§ INSTRUCTION: Repeat each line exactly as it is written.

>> BEGIN GIVEN INFORMATION

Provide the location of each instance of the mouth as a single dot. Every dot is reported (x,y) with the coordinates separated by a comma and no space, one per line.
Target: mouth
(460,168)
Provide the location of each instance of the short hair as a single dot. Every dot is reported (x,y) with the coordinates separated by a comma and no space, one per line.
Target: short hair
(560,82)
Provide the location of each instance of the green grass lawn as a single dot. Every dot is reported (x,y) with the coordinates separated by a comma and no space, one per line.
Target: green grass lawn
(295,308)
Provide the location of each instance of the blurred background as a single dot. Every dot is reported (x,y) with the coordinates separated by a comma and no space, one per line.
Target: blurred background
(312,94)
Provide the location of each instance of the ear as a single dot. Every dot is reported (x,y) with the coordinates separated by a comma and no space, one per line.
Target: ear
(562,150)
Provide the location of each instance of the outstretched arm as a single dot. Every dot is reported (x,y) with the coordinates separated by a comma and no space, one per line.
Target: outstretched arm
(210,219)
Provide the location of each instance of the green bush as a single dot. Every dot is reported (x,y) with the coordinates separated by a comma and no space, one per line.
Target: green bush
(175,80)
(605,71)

>> END GIVEN INFORMATION

§ TASK OUTPUT:
Provide the location of each instance of the mouth as a single dot. Every dot is reported (x,y) with the coordinates separated by a comma and no space, one per line.
Target: mouth
(460,168)
Provide the location of each instance of the short hair as a single dot. Every dot is reported (x,y) with the coordinates separated by a comma and no space, one per line.
Target: short hair
(560,82)
Provide the location of each instance of the green grass lawn as a single dot. Every dot is reported (x,y) with the coordinates separated by a comma and no space, one per line.
Target: green grass lawn
(295,308)
Provide the location of each instance of the blurred background as a single dot. Every dot is reported (x,y) with the coordinates separated by a comma and no space, one per line.
Target: blurred background
(312,94)
Provide the location of each instance of the ear as a single dot. Every dot is reported (x,y) with the coordinates separated by a comma and no space, one per line.
Target: ear
(562,150)
Provide the location of each instance of the outstretched arm as a single dot. Every dot is reported (x,y) with the coordinates separated by a comma and no space, one per line.
Target: outstretched arm
(210,219)
Provide the location of each instance of the green bush as a single dot. Every dot is reported (x,y) with the coordinates separated by a comma and no space, one per line.
Target: green bush
(175,80)
(605,71)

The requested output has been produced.